■ **Problem statement**
Please reproduce the stretch of the TAP block trial summary below from "Originally published by" through "Level: 1 (Excellent)", keeping every word and punctuation mark unchanged.

■ **Text under study**
/---

Originally published by 2 Minute Medicine® (view original article). Reused on AccessMedicine with permission.

1. In this randomized controlled trial, adding a transversus abdominis plane (TAP) block to the multimodal analgesia protocol decreased the rescue morphine use compared to patients who did not receive the TAP block in patients receiving elective open gynecologic surgery

Evidence Rating Level: 1 (Excellent)

Enhanced recovery after surgery (ERAS) protocols are designed to minimize stress created by surgery and to improve patient recovery following surgery. Most ERAS pathways avoid opioid use with multimodal pain management, which can lead to decreased opioid-related adverse effects such as nausea and vomiting. Ultrasound-guided transversus abdominis plane (TAP) block is performed by injecting local anesthetic between muscle layers of the trunk and has been performed in various abdominal surgeries as a pain relief tool. Open gynecological surgeries have been known to cause moderate to severe postoperative pain, and this randomized controlled trial aimed to investigate whether adding TAP block to a multimodal analgesia (MMA) protocol would confer additional benefits after open gynecologic surgery. 63 patients were enrolled in this study between November 2020 and August 2021 and randomized in a 1:1 ratio to receive a TAP block with either 20 mL ropivacaine 0.375% or the same volume of 0.9% saline. The primary outcome measured was rescued morphine within 24 hours following surgery. In the first 24 hours postoperatively, the study group had significantly less rescued morphine than the control group (P=.013). The study group also had statistically lower NRS pain scores at 1, 2, and 6 hours, and a lower incidence of nausea at 48 hours compared with the control group. Otherwise, there was no significant difference in the pain scores at 24 and 48 hours, as well as the incidence of vomiting or need for rescue anti-emetics. The findings from this study demonstrate the benefit of preoperative TAP block when used as part of MMA for open gynecologic surgery, resulting in less use of rescue morphine within the first 24 hours postoperatively. However, a limitation of this study includes that the TAP block was performed after anesthesia induction, so the range of the block could not be assessed. The findings from this study are an excellent first step in improving MMA for patients undergoing open gynecologic surgery, and further research should investigate ideal concentrations of local anesthetic for TAP blocks in this context to confer the greatest effect.

\---

■ **Dataset**
/---

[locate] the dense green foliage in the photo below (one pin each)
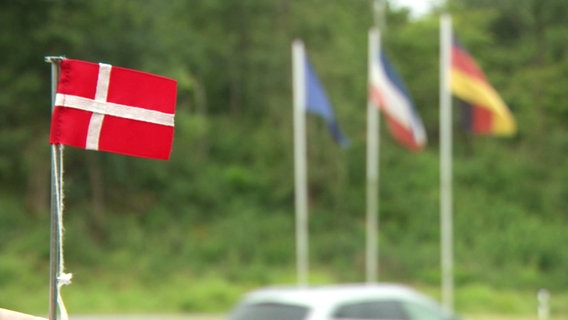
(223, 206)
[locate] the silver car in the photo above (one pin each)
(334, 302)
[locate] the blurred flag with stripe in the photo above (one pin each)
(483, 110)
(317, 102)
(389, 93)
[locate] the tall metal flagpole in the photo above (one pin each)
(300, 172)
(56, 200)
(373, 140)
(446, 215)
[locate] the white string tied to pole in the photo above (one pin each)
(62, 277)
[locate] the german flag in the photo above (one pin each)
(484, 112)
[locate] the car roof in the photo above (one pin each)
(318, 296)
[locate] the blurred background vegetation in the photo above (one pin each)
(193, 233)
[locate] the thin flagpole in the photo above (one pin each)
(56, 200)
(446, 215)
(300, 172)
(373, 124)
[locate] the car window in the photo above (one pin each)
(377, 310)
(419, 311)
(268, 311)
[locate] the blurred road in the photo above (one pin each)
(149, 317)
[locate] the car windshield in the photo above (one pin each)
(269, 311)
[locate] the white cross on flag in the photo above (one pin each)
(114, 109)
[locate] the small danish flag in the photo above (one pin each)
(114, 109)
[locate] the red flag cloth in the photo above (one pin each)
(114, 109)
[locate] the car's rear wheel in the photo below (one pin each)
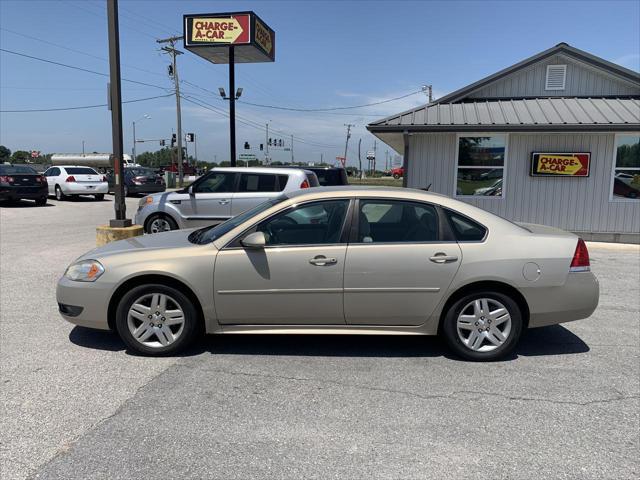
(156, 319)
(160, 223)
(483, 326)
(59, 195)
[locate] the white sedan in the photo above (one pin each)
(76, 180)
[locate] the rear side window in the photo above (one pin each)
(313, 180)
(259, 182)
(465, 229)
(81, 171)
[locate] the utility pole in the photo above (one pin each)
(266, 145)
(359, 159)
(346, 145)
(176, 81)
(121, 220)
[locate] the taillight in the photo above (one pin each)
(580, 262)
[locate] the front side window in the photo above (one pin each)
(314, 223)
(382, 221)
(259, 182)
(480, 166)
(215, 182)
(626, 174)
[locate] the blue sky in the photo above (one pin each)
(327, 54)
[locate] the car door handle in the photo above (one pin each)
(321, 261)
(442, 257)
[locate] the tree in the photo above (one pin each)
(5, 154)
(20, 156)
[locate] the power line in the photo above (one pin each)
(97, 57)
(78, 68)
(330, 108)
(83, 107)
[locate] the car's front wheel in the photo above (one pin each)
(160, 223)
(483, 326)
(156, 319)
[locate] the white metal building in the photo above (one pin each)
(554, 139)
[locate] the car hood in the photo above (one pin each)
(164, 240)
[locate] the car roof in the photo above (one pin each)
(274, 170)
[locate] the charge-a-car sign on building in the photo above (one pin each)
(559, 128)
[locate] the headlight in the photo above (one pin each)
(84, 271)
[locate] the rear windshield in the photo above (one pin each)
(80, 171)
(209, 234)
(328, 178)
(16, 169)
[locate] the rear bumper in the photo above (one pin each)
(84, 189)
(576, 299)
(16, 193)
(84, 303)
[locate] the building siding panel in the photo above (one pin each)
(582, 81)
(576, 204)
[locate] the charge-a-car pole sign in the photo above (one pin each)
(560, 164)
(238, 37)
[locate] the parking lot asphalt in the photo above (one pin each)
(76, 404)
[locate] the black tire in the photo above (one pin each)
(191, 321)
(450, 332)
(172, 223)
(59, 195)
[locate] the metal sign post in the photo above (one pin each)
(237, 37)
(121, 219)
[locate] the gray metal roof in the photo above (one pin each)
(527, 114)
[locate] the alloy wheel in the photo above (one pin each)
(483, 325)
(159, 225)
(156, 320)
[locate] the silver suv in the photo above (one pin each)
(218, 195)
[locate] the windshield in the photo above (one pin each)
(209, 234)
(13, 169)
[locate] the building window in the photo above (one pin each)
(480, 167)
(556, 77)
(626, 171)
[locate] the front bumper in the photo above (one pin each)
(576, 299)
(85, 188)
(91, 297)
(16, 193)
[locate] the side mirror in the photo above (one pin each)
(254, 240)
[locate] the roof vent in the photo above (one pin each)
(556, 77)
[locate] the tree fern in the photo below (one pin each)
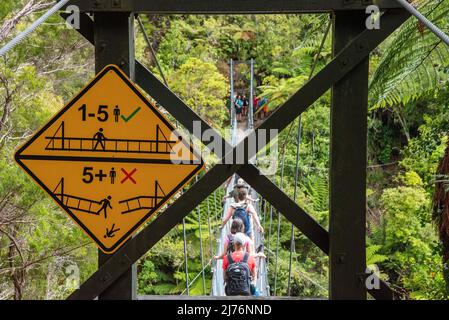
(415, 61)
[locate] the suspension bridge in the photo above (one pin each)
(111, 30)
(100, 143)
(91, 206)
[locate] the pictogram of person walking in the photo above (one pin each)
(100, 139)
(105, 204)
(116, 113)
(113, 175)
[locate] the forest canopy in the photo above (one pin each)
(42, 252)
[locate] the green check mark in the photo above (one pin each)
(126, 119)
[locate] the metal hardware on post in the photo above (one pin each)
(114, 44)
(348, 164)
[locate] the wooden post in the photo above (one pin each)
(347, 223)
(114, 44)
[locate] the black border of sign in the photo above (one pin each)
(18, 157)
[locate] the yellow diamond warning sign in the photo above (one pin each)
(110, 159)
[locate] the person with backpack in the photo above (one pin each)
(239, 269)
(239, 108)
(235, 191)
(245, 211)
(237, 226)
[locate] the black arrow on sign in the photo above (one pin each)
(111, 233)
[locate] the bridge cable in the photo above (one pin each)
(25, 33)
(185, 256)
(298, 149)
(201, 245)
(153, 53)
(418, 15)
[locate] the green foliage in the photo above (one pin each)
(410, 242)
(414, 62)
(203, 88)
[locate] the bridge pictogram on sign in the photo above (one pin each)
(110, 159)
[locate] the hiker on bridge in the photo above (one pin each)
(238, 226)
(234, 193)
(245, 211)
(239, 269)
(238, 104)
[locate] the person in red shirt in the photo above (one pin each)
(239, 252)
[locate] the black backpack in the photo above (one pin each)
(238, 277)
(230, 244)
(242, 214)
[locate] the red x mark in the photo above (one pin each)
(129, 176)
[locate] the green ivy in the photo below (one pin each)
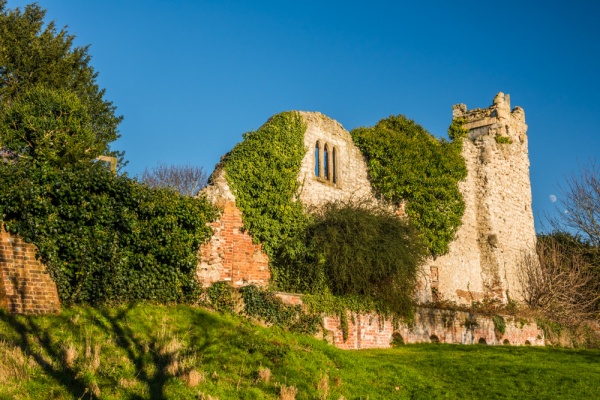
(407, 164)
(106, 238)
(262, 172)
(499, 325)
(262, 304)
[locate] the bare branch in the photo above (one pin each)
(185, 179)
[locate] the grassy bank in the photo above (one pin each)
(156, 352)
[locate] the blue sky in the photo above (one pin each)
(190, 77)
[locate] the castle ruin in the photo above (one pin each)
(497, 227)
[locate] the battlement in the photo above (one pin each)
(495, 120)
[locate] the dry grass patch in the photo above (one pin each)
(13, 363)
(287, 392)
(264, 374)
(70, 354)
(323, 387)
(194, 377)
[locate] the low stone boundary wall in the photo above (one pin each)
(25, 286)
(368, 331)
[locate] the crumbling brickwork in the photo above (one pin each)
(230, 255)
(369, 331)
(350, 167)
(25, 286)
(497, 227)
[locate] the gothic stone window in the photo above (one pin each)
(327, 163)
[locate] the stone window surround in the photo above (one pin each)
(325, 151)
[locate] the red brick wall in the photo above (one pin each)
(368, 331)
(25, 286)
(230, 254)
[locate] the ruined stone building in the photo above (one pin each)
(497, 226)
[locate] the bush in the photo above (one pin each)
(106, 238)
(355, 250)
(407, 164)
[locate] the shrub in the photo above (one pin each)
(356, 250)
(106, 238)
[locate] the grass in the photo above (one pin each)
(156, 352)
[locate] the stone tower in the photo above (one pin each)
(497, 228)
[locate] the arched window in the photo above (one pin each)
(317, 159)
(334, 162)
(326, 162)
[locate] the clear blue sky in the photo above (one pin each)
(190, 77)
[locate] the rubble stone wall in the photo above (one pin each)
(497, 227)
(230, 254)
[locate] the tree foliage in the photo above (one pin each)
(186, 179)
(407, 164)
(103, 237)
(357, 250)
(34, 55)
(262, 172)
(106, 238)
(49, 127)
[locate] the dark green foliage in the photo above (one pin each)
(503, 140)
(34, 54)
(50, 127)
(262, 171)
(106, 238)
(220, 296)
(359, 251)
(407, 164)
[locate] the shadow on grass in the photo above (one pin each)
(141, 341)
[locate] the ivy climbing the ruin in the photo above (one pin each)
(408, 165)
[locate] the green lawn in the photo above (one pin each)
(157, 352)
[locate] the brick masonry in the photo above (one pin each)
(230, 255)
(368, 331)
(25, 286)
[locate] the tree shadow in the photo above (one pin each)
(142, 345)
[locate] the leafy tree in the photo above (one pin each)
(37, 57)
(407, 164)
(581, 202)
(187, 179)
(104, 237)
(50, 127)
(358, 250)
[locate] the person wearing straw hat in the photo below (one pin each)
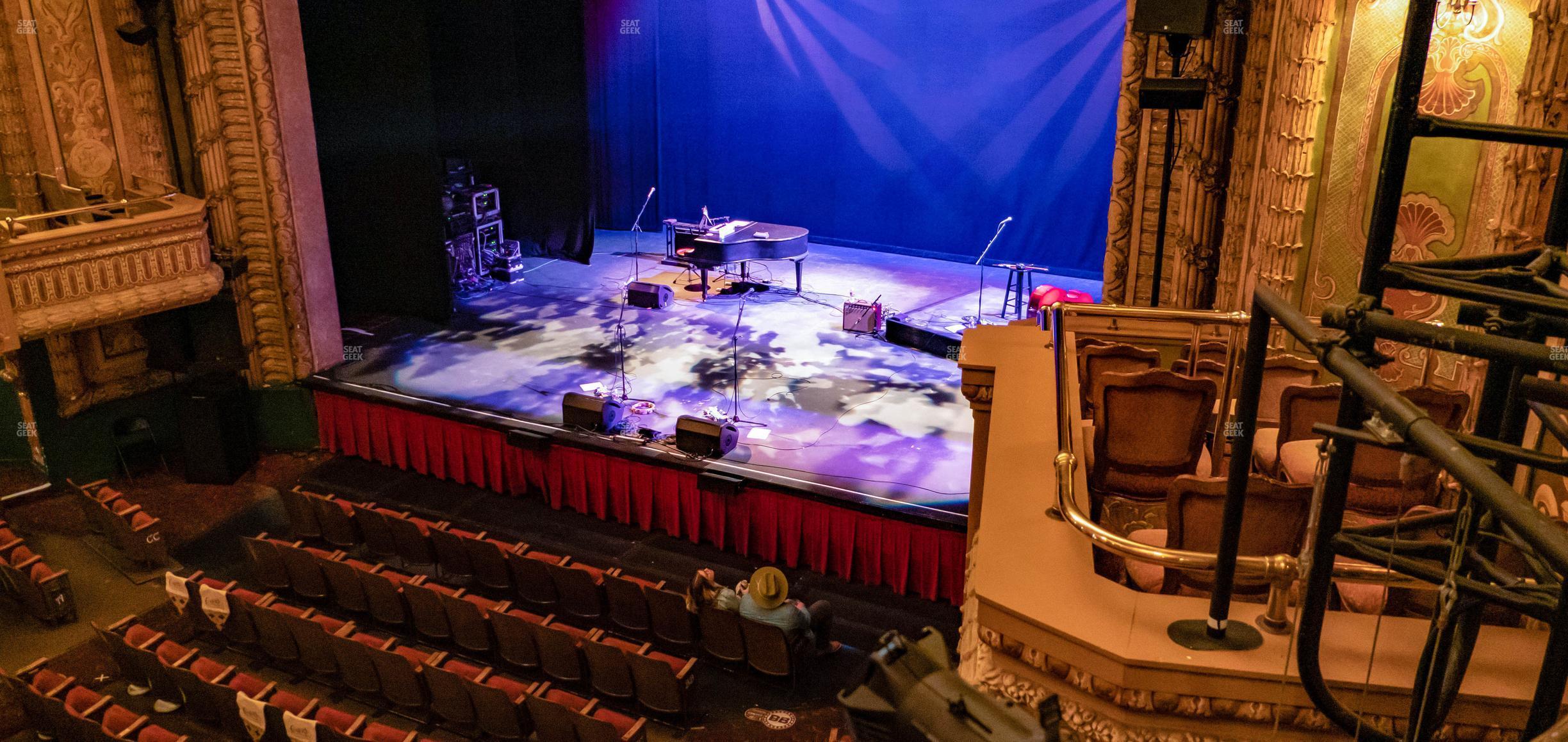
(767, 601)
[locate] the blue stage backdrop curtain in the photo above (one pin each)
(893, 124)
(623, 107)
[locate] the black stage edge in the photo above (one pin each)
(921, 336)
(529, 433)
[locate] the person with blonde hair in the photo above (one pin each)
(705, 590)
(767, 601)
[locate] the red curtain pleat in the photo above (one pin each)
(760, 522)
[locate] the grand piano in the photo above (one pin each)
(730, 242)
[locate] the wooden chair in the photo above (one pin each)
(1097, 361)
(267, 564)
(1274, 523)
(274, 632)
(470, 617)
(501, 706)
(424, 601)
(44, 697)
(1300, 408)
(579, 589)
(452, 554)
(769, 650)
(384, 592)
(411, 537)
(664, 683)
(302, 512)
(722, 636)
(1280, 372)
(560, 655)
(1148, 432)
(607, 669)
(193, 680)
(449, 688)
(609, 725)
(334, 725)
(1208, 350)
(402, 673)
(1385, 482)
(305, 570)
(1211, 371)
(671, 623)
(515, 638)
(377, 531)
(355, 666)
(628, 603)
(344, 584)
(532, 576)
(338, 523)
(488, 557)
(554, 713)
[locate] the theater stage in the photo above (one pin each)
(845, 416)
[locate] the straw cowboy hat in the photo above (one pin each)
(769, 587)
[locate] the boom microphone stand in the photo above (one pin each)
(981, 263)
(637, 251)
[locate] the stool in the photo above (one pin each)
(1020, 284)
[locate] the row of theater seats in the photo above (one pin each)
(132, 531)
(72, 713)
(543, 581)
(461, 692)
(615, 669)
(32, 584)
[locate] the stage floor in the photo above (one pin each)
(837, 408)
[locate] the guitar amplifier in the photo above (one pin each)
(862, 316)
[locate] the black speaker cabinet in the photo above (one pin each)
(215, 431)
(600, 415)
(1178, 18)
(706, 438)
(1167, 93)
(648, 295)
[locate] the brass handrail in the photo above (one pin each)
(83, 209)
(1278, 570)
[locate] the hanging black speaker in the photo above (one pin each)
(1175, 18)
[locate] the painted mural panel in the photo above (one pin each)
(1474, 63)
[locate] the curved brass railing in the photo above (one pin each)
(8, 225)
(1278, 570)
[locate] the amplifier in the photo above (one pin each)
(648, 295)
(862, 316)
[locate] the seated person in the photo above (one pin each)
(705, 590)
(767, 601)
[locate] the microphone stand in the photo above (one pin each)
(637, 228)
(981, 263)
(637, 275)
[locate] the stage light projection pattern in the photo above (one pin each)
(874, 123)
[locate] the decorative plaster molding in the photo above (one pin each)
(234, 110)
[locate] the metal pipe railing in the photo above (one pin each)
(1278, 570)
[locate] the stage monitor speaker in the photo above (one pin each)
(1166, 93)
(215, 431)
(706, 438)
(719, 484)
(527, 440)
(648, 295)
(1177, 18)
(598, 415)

\---

■ **Expected answer**
Originally published by 2 Minute Medicine® (view original article). Reused on AccessMedicine with permission.

1. In this randomized controlled trial, adding a transversus abdominis plane (TAP) block to the multimodal analgesia protocol decreased the rescue morphine use compared to patients who did not receive the TAP block in patients receiving elective open gynecologic surgery

Evidence Rating Level: 1 (Excellent)